--- BEGIN Document ---

# Red Cherry Shrimp Missing. Whodunnit?



## VFish (Oct 20, 2010)

I just got 17 Red Cherry Shrimplets yesterday and put them in my aquarium. Currently, I have 1 betta, 3 albino corydoras, 5 black neon tetras, and 3 cardinal tetras. 

Immediately, after I put in the RCS yesterday, I would only find about 8 of them. By last night, I could only find about 5. This morning, it's been about 2. I did a water change today just to see if I could stir things up a bit and figure out where the other 15 shrimp are hiding, but no cigar. 

I've had my aquarium for about a year now. There's no shrimp bodies, nothing. My betta doesn't seem very interested in the shrimp. The cory doras seem too busy digging around in the gravel. The tetras seem so innocent and sweet, it's hard to imagine them eating the little shrimp guys. 

So what happened? Do you think the shrimp found some fabulous place to camp out for a few days while the get acclimated or do you think their was a a feast going on among my fish? My aquarium is planted pretty well, and there are places for the shrimp to hide... Please advise. I'm so frustrated!


----------



## 2wheelsx2 (Apr 21, 2010)

The betta.


----------



## InfraredDream (Jun 24, 2010)

I was about to say the same


----------



## bettafish (Oct 10, 2010)

Betta's can be notorious for eating red cherry shrimp :/


----------



## bigfry (Apr 21, 2010)

I bet the betta killed the shrimps, the cory gangs finished the bodies. some shrimps went into the filter. 
Tank still looks clean.


----------



## donjuan_corn (May 6, 2010)

Ya, most fish will leave them alone, but if something is dead in the tank all the fish will snack on it.


----------



## VFish (Oct 20, 2010)

Well, it appears everyone may be behaving after all. I just came home from a jog and saw two of the shrimp on the glass so I scooped them out and started a nano bowl with them. After that I started searching around and found 8 more. I'm hoping the other seven have found some miraculous hiding places in my aquarium. I guess I'll figure that out in time!


----------



## Diztrbd1 (Apr 21, 2010)

gonna have to agree with the Betta being the guilty culprit


----------



## VinnyD (Apr 21, 2010)

yah..gotta be careful with small shrimps with other tankmates...there is a selct few species of fish that can co-live with small shrimps.


----------



## katienaha (May 9, 2010)

betta for sure. generally wont touch an adult shrimp, but babies are tasty snacks.


----------

--- END Document ---
--- BEGIN Dataset extract ---

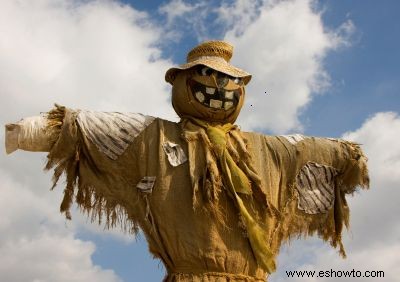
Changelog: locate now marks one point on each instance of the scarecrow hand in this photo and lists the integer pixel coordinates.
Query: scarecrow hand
(29, 134)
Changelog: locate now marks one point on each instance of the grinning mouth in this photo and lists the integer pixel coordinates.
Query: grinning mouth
(213, 97)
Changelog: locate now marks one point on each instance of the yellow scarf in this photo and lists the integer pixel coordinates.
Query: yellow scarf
(235, 181)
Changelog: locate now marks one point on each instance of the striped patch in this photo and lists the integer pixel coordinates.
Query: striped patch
(175, 153)
(315, 184)
(146, 184)
(293, 139)
(112, 132)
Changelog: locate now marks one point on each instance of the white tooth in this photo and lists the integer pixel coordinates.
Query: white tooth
(200, 96)
(228, 105)
(229, 94)
(210, 90)
(217, 104)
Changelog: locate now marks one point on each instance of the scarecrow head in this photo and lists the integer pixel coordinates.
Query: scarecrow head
(207, 87)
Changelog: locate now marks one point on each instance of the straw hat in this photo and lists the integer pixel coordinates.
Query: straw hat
(213, 54)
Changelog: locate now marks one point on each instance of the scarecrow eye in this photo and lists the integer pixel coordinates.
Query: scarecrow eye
(237, 80)
(206, 71)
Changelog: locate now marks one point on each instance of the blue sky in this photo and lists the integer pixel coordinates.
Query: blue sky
(330, 68)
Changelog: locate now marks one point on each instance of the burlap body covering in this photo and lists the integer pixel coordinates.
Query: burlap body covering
(185, 236)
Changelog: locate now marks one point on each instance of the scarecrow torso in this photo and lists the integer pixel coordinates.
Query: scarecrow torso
(175, 217)
(187, 239)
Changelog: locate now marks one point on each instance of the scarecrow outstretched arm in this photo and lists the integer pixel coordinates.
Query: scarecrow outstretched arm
(30, 134)
(93, 150)
(318, 172)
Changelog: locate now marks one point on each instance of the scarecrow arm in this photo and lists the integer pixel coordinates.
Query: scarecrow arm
(91, 150)
(30, 134)
(320, 172)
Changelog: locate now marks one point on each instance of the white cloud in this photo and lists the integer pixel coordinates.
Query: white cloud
(176, 9)
(35, 245)
(96, 54)
(99, 55)
(373, 239)
(283, 44)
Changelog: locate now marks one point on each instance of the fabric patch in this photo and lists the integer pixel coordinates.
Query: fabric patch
(293, 139)
(112, 132)
(175, 153)
(315, 184)
(146, 184)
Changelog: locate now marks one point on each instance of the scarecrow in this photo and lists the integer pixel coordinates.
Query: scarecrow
(214, 203)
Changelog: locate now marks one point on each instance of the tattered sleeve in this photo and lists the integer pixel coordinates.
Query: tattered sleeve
(98, 152)
(316, 174)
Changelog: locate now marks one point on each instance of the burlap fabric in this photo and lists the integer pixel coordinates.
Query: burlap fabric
(177, 218)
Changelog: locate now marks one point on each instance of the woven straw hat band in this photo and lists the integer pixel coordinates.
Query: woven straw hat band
(213, 54)
(211, 49)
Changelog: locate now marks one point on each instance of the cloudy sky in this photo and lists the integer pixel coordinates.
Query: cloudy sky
(323, 68)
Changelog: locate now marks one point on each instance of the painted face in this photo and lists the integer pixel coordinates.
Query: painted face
(214, 89)
(205, 93)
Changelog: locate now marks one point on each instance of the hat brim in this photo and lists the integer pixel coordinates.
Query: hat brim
(211, 62)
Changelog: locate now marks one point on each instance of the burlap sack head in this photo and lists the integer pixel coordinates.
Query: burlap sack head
(207, 86)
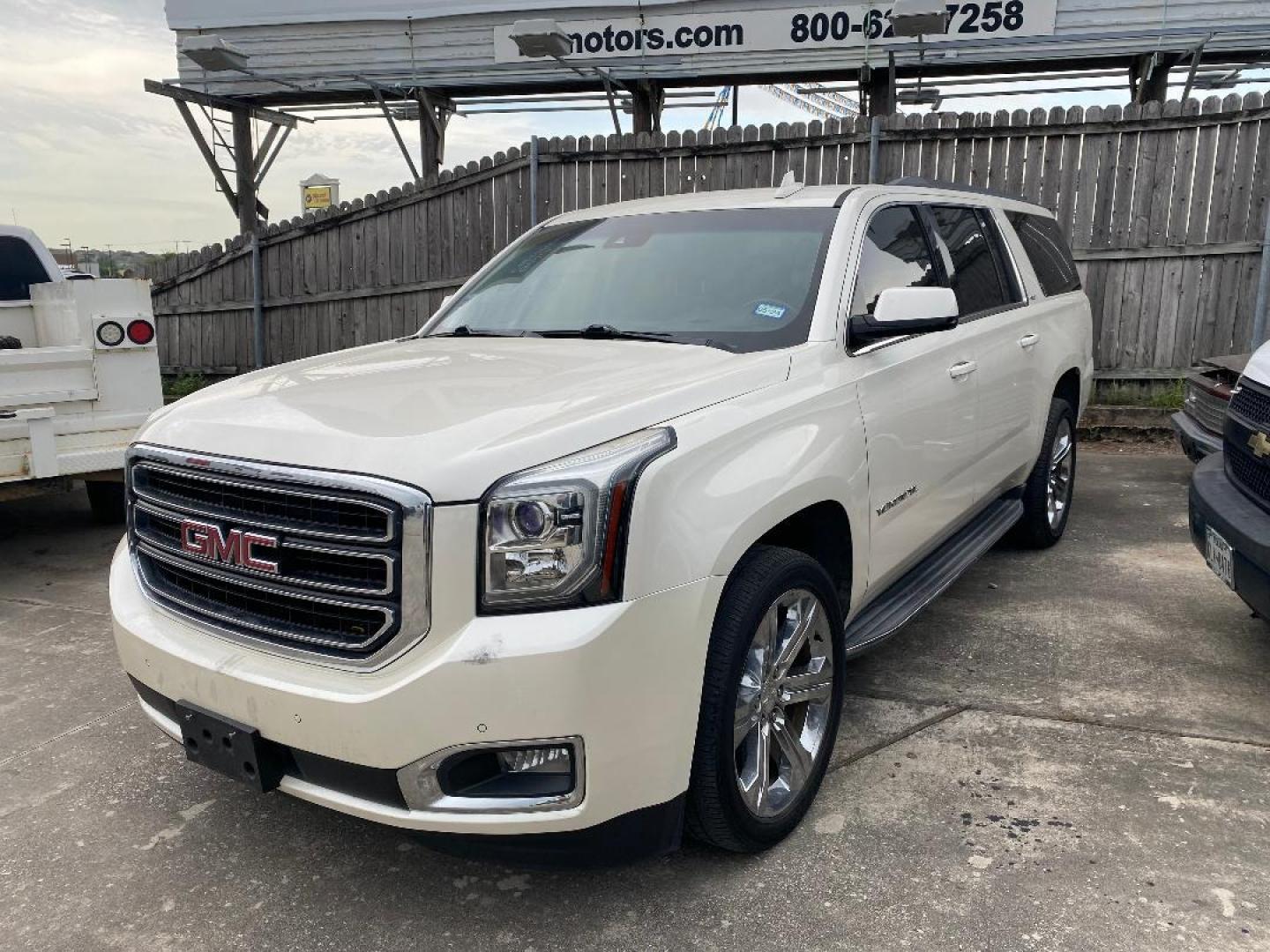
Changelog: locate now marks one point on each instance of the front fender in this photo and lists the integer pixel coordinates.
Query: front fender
(741, 469)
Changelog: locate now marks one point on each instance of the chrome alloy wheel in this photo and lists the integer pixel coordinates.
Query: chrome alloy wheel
(1058, 492)
(782, 703)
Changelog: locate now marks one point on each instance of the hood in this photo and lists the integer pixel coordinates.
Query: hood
(1259, 366)
(452, 415)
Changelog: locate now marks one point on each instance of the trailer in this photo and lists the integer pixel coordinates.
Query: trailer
(79, 374)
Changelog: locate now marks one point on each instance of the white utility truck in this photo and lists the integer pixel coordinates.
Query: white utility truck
(79, 374)
(586, 557)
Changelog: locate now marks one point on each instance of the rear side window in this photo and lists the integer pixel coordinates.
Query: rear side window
(895, 254)
(19, 270)
(1048, 251)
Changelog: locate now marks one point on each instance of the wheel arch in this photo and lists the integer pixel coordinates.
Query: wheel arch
(1070, 389)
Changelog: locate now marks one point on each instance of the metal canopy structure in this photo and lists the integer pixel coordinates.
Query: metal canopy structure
(286, 61)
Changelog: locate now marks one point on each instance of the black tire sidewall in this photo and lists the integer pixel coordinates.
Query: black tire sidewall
(802, 573)
(1038, 487)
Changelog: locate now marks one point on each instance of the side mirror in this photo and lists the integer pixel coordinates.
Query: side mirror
(905, 311)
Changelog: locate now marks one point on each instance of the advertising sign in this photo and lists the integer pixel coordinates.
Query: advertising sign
(796, 28)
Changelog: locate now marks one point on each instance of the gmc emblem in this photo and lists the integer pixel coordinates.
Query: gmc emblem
(208, 541)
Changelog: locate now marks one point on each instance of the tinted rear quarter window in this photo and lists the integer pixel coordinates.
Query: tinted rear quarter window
(19, 270)
(1048, 251)
(979, 279)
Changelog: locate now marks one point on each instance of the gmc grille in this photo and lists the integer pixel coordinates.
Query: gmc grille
(331, 566)
(1249, 418)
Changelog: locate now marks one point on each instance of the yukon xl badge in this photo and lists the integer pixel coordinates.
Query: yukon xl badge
(908, 493)
(208, 541)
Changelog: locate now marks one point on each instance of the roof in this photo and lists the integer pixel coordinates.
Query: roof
(808, 197)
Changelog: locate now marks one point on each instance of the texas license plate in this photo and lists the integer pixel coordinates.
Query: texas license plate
(1220, 556)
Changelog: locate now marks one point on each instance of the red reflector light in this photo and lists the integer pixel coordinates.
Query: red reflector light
(141, 331)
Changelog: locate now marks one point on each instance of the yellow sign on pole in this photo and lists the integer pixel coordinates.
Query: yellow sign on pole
(317, 197)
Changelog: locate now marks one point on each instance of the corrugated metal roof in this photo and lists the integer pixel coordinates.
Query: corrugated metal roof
(198, 14)
(323, 45)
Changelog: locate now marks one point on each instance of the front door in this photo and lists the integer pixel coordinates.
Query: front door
(920, 401)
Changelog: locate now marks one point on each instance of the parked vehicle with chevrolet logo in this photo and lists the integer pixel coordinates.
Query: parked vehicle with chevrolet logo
(582, 562)
(1229, 493)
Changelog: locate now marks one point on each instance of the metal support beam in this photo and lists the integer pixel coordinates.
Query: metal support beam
(190, 95)
(1261, 310)
(244, 165)
(646, 101)
(1197, 57)
(1148, 77)
(262, 170)
(197, 133)
(612, 104)
(397, 132)
(880, 86)
(432, 133)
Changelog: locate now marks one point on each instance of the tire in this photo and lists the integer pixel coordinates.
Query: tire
(106, 499)
(1044, 517)
(776, 585)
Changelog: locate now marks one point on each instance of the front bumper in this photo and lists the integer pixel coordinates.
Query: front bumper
(1218, 502)
(625, 678)
(1195, 441)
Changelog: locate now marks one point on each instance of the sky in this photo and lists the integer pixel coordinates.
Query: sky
(86, 156)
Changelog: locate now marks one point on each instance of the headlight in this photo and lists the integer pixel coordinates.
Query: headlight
(556, 536)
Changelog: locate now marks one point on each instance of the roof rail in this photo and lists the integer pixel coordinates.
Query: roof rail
(918, 182)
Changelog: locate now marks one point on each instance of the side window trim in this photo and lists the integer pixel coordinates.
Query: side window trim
(934, 247)
(1002, 258)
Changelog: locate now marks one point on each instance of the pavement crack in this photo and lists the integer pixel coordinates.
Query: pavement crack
(42, 603)
(895, 738)
(65, 734)
(1057, 716)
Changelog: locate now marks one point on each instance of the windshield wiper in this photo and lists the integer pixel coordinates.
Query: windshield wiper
(608, 331)
(462, 331)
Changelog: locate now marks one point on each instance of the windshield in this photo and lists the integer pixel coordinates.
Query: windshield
(738, 279)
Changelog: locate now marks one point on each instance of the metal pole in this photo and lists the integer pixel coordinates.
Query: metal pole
(875, 150)
(244, 165)
(1259, 315)
(257, 302)
(534, 181)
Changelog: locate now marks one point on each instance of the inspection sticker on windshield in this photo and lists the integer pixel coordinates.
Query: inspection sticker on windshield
(770, 311)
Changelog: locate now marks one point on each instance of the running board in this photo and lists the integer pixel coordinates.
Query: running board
(925, 582)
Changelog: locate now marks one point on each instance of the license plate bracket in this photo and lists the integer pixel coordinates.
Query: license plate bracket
(1220, 556)
(230, 747)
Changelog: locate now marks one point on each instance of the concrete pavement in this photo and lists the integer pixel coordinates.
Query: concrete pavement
(1068, 750)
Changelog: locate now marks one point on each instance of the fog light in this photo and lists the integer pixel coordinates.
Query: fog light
(545, 776)
(539, 759)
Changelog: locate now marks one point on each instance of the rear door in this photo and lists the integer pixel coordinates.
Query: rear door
(995, 310)
(918, 398)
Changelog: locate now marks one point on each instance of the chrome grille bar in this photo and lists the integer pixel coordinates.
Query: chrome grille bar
(198, 504)
(348, 570)
(146, 516)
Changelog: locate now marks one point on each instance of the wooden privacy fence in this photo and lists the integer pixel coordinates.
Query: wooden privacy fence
(1165, 207)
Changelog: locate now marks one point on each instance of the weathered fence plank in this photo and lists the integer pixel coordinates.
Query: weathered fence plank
(1165, 210)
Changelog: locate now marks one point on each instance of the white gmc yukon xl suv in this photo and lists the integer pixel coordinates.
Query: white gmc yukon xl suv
(580, 564)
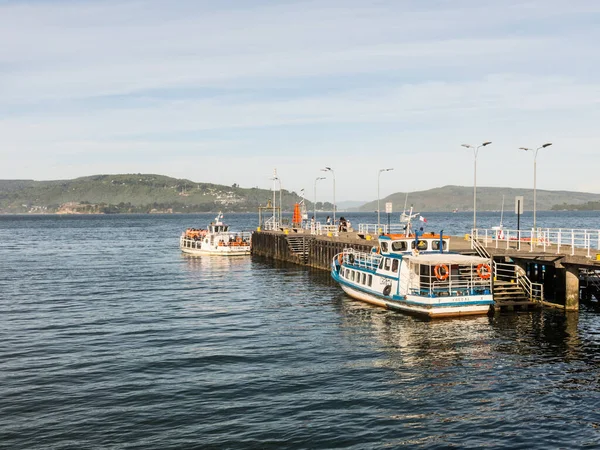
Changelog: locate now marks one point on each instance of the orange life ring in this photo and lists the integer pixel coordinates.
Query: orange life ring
(441, 272)
(484, 271)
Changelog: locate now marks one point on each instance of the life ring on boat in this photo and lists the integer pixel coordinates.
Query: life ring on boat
(441, 272)
(484, 271)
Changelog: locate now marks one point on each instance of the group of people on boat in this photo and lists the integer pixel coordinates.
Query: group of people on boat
(343, 224)
(196, 234)
(234, 241)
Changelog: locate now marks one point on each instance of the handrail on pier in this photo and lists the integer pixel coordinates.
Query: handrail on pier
(554, 240)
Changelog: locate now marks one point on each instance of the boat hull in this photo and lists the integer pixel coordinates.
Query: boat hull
(199, 248)
(200, 252)
(413, 308)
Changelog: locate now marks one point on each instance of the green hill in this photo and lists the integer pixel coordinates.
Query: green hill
(142, 193)
(448, 198)
(133, 193)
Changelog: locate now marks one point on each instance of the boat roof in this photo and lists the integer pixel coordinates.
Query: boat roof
(446, 258)
(412, 236)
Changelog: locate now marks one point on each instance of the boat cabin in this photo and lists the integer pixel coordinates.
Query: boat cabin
(218, 228)
(439, 275)
(400, 243)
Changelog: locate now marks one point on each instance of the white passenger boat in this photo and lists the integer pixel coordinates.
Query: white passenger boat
(416, 274)
(217, 239)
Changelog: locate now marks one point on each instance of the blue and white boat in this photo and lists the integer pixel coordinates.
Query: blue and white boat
(416, 274)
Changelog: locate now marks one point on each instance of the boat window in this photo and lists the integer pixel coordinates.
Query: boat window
(421, 245)
(435, 245)
(399, 246)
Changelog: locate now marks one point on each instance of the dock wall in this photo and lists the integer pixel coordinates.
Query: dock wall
(306, 249)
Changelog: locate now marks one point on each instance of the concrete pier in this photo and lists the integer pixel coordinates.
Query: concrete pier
(558, 273)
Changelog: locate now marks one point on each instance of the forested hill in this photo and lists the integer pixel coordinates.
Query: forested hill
(131, 193)
(448, 198)
(142, 193)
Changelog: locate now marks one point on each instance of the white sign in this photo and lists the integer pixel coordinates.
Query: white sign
(519, 204)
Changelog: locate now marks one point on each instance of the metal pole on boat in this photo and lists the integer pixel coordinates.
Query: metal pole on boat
(315, 204)
(378, 196)
(475, 152)
(535, 175)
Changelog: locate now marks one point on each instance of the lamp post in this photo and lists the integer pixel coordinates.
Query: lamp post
(534, 174)
(276, 178)
(329, 169)
(378, 208)
(274, 202)
(475, 152)
(315, 205)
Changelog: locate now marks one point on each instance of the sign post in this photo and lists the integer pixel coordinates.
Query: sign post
(388, 210)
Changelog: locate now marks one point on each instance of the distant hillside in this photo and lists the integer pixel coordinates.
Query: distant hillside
(588, 206)
(448, 198)
(133, 193)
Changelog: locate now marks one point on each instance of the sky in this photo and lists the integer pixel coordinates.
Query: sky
(225, 92)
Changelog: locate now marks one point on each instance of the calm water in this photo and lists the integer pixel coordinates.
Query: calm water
(111, 338)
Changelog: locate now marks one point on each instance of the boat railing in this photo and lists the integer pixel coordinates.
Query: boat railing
(452, 287)
(462, 280)
(373, 228)
(271, 224)
(553, 240)
(361, 259)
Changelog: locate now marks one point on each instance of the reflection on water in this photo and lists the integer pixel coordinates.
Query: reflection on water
(206, 265)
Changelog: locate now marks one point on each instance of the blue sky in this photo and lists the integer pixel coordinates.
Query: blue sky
(226, 91)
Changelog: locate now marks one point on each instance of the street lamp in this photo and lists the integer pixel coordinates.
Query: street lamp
(378, 177)
(315, 205)
(276, 178)
(329, 169)
(534, 174)
(475, 152)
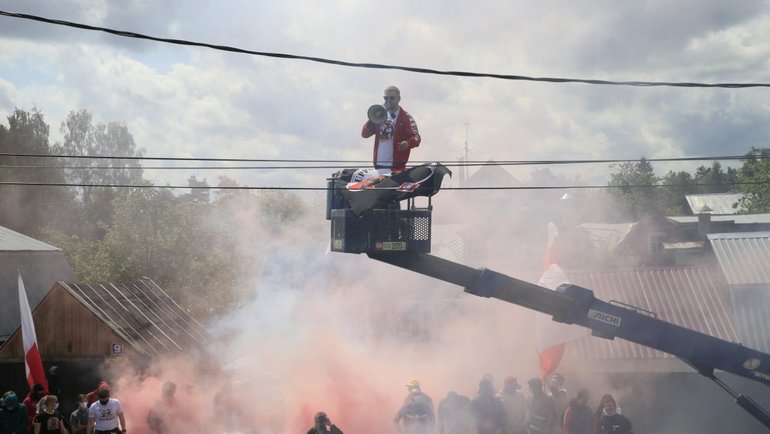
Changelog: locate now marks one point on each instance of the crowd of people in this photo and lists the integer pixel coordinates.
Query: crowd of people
(38, 413)
(547, 409)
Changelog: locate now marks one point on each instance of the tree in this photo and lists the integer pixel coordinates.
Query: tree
(29, 209)
(715, 180)
(84, 138)
(754, 176)
(635, 184)
(196, 192)
(672, 195)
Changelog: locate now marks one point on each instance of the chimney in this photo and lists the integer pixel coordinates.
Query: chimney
(704, 221)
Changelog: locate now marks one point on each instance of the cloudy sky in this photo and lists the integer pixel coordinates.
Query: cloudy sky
(197, 102)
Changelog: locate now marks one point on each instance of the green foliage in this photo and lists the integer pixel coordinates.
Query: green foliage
(634, 184)
(754, 177)
(29, 209)
(206, 251)
(642, 193)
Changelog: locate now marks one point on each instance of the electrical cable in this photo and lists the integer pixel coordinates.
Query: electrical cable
(127, 34)
(453, 163)
(249, 187)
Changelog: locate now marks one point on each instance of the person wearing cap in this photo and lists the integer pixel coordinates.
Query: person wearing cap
(542, 409)
(13, 415)
(515, 406)
(578, 418)
(489, 411)
(104, 415)
(395, 137)
(613, 422)
(49, 420)
(416, 415)
(323, 425)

--- END Dataset extract ---

## [To be done]
- 1) In the thread about the missing red cherry shrimp, what did VFish do with the two shrimp spotted on the glass after coming home from a jog?
- 2) According to the thread about the missing red cherry shrimp, which fish were already in VFish's aquarium when the shrimplets were added, and how many of each?

## [Results of the exercise]
- 1) VFish scooped them out and started a nano bowl with them.

- 2)
- 1 betta
- 3 albino corydoras
- 5 black neon tetras
- 3 cardinal tetras